- [Source text]
· · · · · · ·

We have repeatedly said that it is an error to always translate the same word in the original language to the target translated language. All you have to do is open your English dictionary to almost any page to see that most words have multiple senses, depending on their context. Some words have over a hundred meanings. The average word in English, according to one source, has over 2.5 senses.
In Genesis we read: “And Jacob said unto Pharaoh, The days of the years of my pilgrimage are an hundred and thirty years: few and evil have the days of the years of my life been, and have not attained unto the days of the years of the life of my fathers in the days of their pilgrimage” (Genesis 47:9). For a long time, I wondered why the great patriarch Jacob would say, at the end of his life, that his years had been few (130 years) and evil. The word few was in contrast to how long his ancestors lived. But why would Israel say his days had been evil?
As I studied Isaiah, I came across a verse that at first also seems difficult to understand: “I form the light, and create darkness: I make peace, and create evil: I the LORD do all these things” (Isaiah 45:7). A better understanding of this verse permits us to understand Jacob’s words. In both of these cases, the Hebrew word רַע would be better translated as tribulation.
And so we very appropriately have the word evil translated as calamity in a number of versions. Jacob’s life, then, was full of tribulation or calamity. And in Isaiah it is clear that the Lord does not bring about evil, but rather permits tribulation. These calamities are nothing but a blessing to mankind, to help us remember our God and to be faithful and true. In the Rain in Due Season chapters, such as Leviticus 26, the Lord makes it clear that the punishment will be multiplied by seven if Israel does not obey. As it turns out, the worst thing that could happen to us is for tribulation to be completely removed from our lives.

· · · · · · ·

Stored data entries
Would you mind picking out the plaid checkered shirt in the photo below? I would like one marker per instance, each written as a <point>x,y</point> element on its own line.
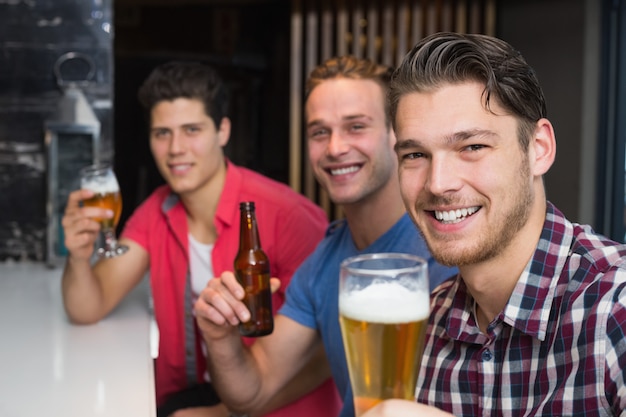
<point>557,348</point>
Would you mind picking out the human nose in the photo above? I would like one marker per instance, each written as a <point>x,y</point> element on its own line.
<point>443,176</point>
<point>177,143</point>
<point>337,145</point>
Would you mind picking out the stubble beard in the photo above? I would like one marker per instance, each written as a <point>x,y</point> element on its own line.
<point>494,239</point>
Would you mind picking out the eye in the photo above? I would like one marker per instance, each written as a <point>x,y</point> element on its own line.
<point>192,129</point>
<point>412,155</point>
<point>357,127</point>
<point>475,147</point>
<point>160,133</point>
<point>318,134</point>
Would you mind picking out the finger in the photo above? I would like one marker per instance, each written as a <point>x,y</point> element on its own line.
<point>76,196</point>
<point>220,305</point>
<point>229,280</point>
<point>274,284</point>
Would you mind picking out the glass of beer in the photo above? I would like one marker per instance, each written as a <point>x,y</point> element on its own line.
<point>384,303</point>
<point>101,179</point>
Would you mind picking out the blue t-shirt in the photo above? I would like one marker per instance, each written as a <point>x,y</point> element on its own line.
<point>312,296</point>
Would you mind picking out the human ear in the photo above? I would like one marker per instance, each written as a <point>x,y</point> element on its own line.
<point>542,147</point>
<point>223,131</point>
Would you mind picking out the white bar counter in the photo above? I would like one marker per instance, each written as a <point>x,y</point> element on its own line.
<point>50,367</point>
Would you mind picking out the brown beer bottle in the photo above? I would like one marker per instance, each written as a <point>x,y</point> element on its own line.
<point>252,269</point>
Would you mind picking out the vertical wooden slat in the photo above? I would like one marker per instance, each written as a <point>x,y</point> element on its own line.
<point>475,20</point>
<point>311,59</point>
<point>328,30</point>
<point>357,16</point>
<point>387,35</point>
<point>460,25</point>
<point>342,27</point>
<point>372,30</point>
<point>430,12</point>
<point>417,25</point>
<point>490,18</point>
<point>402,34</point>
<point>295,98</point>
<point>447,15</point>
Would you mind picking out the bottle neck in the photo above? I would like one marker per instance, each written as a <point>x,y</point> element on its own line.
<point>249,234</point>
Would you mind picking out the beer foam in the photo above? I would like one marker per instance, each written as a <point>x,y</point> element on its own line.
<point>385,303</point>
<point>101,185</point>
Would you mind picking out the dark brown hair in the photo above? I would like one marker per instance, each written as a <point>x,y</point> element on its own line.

· · · · · · ·

From the passage about translating the Hebrew word for evil, rewrite the portion between "As I studied" and "translated as tribulation.", inclusive, replacing "tribulation" with "affliction". The records were taken from a different source than the text.

As I studied Isaiah, I came across a verse that at first also seems difficult to understand: “I form the light, and create darkness: I make peace, and create evil: I the LORD do all these things” (Isaiah 45:7). A better understanding of this verse permits us to understand Jacob’s words. In both of these cases, the Hebrew word רַע would be better translated as affliction.